• Prompt:
Work out how many lines below contain the word "white". Only the number is wanted.

[Entries taken from a collection]
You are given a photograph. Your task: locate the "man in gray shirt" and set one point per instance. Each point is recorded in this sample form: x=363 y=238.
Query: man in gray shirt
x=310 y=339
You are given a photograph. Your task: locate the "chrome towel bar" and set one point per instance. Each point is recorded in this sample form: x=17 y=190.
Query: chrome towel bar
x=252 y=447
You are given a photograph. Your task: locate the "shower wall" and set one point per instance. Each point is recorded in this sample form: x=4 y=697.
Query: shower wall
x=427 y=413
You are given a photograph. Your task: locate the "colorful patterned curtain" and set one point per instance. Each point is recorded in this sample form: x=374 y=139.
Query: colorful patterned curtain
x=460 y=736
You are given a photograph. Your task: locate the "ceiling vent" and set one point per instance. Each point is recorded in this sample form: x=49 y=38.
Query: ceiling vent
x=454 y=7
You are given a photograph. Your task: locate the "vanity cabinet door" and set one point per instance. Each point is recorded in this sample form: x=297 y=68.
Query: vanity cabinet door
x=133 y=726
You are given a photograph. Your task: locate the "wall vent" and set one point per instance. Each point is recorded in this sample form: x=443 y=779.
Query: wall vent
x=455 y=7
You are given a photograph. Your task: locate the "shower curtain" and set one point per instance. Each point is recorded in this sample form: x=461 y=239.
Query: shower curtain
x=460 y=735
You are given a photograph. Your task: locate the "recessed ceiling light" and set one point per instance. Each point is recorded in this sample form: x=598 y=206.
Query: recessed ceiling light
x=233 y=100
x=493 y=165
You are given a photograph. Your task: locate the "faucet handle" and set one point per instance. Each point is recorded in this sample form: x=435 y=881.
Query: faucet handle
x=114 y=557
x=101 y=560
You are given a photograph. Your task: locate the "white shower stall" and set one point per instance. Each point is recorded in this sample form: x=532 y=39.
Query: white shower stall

• Solution to this exercise:
2